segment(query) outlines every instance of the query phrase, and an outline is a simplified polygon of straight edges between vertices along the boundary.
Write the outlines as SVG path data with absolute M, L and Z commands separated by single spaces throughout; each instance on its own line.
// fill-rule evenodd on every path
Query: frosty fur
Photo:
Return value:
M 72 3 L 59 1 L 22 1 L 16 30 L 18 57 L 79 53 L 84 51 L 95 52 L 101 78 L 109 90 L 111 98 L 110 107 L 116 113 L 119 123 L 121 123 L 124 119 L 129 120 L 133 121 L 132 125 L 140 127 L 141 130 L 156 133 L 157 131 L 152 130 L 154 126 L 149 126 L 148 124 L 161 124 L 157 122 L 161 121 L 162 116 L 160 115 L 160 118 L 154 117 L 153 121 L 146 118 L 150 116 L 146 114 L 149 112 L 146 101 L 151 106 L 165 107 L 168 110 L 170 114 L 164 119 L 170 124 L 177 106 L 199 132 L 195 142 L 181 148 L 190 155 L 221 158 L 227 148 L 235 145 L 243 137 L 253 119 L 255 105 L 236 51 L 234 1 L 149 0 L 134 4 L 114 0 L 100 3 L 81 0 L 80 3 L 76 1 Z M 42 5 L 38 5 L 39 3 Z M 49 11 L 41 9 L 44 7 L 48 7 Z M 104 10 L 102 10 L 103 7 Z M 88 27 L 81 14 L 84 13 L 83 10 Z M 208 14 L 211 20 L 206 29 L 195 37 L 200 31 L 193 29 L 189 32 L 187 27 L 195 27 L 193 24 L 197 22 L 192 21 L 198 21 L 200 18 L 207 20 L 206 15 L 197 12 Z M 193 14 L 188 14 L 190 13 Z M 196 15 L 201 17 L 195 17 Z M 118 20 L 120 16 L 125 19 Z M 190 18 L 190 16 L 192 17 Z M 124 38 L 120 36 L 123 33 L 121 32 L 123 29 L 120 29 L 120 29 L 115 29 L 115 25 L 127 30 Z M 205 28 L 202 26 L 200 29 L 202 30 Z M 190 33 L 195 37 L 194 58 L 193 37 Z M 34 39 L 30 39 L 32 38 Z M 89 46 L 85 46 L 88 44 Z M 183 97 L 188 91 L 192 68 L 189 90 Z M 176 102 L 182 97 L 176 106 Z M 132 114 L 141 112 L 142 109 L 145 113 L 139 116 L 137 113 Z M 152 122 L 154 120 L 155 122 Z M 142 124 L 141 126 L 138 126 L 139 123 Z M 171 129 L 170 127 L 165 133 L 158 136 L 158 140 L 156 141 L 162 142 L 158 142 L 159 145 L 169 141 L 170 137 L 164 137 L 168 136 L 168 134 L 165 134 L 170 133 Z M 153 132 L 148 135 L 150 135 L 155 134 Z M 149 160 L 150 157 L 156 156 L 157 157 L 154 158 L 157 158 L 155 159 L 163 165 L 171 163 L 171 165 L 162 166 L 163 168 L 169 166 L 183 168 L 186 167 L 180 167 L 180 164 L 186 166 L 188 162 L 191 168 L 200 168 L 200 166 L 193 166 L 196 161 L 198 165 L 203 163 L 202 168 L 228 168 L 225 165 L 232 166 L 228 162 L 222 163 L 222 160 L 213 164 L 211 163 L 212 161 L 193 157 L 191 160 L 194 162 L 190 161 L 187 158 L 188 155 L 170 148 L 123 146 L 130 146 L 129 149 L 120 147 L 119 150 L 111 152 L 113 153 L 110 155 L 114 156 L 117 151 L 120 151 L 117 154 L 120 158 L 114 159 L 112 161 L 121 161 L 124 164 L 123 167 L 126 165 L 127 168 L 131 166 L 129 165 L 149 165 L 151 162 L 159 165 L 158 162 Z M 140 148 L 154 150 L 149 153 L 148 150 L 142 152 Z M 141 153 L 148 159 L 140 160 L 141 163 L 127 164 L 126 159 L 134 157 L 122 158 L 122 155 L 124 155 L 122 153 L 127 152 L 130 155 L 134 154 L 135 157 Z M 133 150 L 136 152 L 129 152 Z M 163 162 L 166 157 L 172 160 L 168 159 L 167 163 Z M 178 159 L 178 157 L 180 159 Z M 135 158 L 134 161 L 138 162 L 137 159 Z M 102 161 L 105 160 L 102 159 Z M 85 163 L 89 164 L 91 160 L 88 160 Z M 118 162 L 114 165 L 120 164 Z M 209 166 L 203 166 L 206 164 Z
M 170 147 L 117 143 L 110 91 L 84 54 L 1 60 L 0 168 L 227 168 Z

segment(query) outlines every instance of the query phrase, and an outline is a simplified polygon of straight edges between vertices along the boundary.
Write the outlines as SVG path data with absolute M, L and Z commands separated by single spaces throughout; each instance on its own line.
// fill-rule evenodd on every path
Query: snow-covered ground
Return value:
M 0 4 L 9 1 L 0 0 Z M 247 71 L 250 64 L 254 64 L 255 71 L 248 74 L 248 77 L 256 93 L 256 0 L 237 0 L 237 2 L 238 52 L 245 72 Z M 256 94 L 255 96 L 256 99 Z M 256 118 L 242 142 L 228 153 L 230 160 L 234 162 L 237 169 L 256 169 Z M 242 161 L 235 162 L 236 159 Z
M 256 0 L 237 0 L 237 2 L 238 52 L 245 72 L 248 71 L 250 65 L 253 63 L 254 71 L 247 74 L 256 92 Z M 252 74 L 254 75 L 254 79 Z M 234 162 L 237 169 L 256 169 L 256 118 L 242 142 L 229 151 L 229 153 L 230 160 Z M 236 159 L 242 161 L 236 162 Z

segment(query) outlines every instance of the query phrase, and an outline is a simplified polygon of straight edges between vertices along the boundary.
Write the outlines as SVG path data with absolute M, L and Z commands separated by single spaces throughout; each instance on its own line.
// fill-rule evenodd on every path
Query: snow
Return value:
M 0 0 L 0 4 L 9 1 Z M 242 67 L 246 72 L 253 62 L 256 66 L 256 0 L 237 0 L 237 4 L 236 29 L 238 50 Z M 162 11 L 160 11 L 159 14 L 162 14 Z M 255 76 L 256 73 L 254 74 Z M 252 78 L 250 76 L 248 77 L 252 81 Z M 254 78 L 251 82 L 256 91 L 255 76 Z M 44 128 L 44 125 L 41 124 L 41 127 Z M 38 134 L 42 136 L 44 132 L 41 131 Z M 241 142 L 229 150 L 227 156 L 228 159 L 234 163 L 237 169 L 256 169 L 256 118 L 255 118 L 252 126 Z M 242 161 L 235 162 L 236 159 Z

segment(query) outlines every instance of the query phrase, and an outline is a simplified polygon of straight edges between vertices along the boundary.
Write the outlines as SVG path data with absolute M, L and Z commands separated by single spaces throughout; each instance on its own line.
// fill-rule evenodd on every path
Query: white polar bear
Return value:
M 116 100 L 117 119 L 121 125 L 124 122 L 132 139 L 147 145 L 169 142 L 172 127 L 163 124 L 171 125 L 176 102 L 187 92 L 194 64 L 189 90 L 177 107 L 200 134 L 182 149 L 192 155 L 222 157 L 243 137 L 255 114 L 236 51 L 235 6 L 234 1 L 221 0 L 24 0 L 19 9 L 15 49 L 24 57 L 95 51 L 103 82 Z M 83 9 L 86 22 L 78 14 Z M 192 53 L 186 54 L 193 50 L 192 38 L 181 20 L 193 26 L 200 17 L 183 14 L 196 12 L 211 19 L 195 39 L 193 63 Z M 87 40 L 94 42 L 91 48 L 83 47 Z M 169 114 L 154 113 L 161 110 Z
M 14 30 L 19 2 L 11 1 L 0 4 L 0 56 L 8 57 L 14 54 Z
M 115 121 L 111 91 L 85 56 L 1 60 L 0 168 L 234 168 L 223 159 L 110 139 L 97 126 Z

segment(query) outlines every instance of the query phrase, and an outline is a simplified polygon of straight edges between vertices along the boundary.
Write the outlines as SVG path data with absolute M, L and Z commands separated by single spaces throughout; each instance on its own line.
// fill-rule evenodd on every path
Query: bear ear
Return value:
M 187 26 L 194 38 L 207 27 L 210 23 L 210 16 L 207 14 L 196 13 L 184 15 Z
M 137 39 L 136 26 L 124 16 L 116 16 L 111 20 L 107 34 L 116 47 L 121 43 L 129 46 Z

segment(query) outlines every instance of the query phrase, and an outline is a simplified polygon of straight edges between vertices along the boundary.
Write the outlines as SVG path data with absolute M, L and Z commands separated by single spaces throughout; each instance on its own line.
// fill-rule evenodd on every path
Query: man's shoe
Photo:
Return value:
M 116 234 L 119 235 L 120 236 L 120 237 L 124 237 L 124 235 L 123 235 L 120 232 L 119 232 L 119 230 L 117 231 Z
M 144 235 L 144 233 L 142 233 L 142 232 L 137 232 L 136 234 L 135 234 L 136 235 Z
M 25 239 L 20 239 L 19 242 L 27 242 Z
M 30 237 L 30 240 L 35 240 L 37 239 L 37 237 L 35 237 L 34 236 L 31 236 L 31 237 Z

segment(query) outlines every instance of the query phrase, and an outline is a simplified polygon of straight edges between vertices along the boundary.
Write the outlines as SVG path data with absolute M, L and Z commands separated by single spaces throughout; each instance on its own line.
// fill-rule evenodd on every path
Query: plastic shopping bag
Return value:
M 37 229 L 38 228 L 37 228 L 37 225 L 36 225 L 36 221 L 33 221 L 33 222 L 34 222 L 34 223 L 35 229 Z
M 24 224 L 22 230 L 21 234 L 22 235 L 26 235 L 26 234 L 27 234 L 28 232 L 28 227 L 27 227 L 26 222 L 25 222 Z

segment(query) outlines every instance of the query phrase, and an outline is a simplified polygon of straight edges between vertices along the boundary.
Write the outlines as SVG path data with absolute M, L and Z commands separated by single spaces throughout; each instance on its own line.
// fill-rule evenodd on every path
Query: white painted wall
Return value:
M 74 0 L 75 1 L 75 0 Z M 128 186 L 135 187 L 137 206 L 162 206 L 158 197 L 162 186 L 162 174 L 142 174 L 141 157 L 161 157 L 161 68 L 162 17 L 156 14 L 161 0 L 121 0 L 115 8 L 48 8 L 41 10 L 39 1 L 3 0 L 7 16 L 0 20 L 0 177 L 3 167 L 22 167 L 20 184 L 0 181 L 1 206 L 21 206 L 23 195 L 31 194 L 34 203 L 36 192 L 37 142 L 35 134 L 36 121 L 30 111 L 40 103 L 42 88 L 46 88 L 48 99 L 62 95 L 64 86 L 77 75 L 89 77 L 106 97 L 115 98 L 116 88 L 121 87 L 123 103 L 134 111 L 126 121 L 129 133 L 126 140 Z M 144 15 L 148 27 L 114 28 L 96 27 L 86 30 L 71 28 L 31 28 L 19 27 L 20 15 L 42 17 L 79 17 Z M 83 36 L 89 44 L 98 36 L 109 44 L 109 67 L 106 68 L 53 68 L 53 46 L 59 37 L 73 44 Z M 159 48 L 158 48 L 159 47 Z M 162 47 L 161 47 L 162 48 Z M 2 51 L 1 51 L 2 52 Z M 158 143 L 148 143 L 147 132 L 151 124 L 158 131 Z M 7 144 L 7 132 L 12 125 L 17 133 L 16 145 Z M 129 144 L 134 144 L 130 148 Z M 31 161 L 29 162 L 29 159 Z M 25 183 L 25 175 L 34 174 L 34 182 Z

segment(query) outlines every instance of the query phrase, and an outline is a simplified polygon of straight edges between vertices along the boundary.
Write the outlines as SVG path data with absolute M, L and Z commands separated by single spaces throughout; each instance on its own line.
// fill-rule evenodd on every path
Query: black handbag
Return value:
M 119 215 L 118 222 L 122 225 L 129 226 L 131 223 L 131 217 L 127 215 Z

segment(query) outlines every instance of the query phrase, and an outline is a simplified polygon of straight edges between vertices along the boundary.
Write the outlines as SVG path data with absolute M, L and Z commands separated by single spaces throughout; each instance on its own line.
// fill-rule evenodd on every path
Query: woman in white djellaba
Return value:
----------
* _Your task_: How many lines of the data above contain the string "bear", counting case? Give only the number.

* _Solved problem_: 2